**Exercise requirements:**
Starting at the beginning of the entries and ending at the line that contains "x=1192, y=176", recast them as a two-column CSV with the headers entry_text and answer. Give one row per entry, with each field in quotation marks and any line breaks within a field replaced by spaces.

**Working data:**
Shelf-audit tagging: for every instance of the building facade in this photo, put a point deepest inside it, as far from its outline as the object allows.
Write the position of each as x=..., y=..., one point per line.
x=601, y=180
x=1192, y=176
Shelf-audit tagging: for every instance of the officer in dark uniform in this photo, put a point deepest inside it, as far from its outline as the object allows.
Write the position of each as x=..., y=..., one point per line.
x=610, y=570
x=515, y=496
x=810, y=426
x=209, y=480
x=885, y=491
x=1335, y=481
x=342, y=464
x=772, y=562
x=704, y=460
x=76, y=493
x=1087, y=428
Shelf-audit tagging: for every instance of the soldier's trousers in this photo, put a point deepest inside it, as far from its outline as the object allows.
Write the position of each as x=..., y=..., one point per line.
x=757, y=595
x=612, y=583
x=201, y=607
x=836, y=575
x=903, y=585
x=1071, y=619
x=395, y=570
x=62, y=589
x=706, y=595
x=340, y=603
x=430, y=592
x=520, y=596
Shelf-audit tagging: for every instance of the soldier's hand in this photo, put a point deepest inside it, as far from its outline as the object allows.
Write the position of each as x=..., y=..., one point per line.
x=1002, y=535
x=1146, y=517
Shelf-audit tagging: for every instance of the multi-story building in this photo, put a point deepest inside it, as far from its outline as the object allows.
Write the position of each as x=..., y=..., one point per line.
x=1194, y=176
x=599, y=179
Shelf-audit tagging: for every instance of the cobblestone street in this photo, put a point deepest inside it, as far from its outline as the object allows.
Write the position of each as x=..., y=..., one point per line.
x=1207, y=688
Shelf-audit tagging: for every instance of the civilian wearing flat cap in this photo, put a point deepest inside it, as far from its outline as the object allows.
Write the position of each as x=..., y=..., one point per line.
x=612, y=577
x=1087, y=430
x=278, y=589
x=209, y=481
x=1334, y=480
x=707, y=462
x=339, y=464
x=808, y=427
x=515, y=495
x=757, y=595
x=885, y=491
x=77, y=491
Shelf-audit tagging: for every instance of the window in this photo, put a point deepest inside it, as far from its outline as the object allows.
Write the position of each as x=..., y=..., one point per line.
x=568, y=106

**Response below:**
entry_text,answer
"Shelf-audit tagging: for every instance of the building facade in this photo, put a point deepest inside it, as far from its outline as the object allows. Write the position of each as x=..., y=..., one point per line.","x=601, y=180 x=1192, y=176"